• Selected excerpt:
------------------------------------------------------------

Abies fraseri is a small evergreen coniferous tree typically growing to 10 and 15 m tall, rarely to 25 m, with a trunk diameter of 50–75 cm. The crown is conical, with straight branches either horizontal to angled upward at up to 40° from the trunk; it is dense when the tree is young and more open in maturity. The bark is thin, smooth, grayish brown, and has numerous resinous blisters on juvenile trees, becoming fissured and scaly in maturity.

The leaves are needle-like; arranged spirally on the twigs but somewhat twisted at their bases to form two rows spreading either side of the twig, with some above the twig but few or none below the twig. They are 10-23 mm long and 2-2.2 mm broad, flat, flexible, and rounded or slightly notched at their apices (tips). They are dark to glaucous green adaxially (above), often with a small patch of stomata near their apices; and with two silvery white stomatal bands abaxially (on their undersides). Their strong fragrance resembles that of turpentine.

------------------------------------------------------------

Point-per-instance localization data
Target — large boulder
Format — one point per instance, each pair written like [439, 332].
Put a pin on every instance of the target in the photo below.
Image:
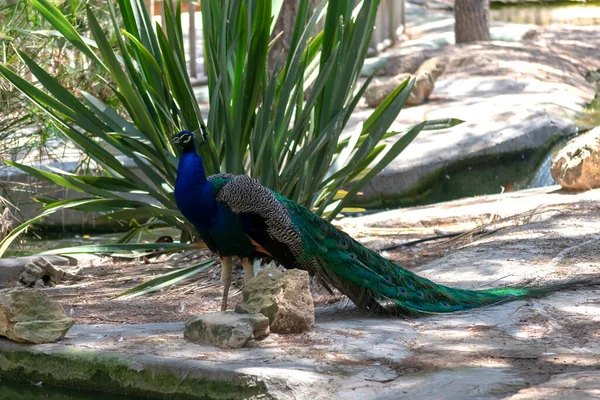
[283, 297]
[425, 78]
[30, 316]
[577, 165]
[226, 329]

------------------------------------------------------------

• Work instructions:
(a) According to the passage on Abies fraseri, how broad are the leaves?
(b) Say whether each statement agrees with the passage on Abies fraseri: (i) The crown is more open when the tree is young. (ii) Juvenile trees have resinous blisters on their bark. (iii) The leaves carry two silvery white stomatal bands on their undersides.
(c) Repeat word for word the part of the passage on Abies fraseri starting at "Abies fraseri is" and ending at "scaly in maturity.".

• Activity answers:
(a) 2-2.2 mm

(b)
(i) No: "it is dense when the tree is young and more open in maturity"
(ii) Yes: "has numerous resinous blisters on juvenile trees"
(iii) Yes: "with two silvery white stomatal bands abaxially (on their undersides)"

(c)
Abies fraseri is a small evergreen coniferous tree typically growing to 10 and 15 m tall, rarely to 25 m, with a trunk diameter of 50–75 cm. The crown is conical, with straight branches either horizontal to angled upward at up to 40° from the trunk; it is dense when the tree is young and more open in maturity. The bark is thin, smooth, grayish brown, and has numerous resinous blisters on juvenile trees, becoming fissured and scaly in maturity.